## SUPPLIED INFORMATION
<<<<

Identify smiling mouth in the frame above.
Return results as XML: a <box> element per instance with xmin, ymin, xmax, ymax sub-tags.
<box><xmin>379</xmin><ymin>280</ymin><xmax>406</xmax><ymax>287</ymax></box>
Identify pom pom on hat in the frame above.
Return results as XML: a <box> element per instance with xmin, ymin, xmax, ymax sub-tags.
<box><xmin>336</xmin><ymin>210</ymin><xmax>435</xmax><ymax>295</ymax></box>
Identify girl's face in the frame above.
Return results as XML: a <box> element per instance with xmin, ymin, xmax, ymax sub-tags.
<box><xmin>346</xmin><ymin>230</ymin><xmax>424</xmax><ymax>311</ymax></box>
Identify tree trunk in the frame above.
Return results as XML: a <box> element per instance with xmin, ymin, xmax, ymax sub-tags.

>>>>

## WORK TO COMPLETE
Repeat nothing before the line containing "Identify pom pom on hat in the frame above."; repeat that line and every later line of the listing exactly.

## OUTPUT OF THE TASK
Identify pom pom on hat in the frame above.
Return results as XML: a <box> element per instance with xmin, ymin, xmax, ymax sub-tags.
<box><xmin>336</xmin><ymin>210</ymin><xmax>435</xmax><ymax>295</ymax></box>
Identify girl's face in the frame above.
Return results as XML: a <box> element per instance with xmin, ymin, xmax, ymax sub-tags.
<box><xmin>346</xmin><ymin>230</ymin><xmax>424</xmax><ymax>311</ymax></box>
Identify tree trunk in the frame above.
Return results as XML: a <box> element per instance with xmin, ymin, xmax, ymax sub-tags.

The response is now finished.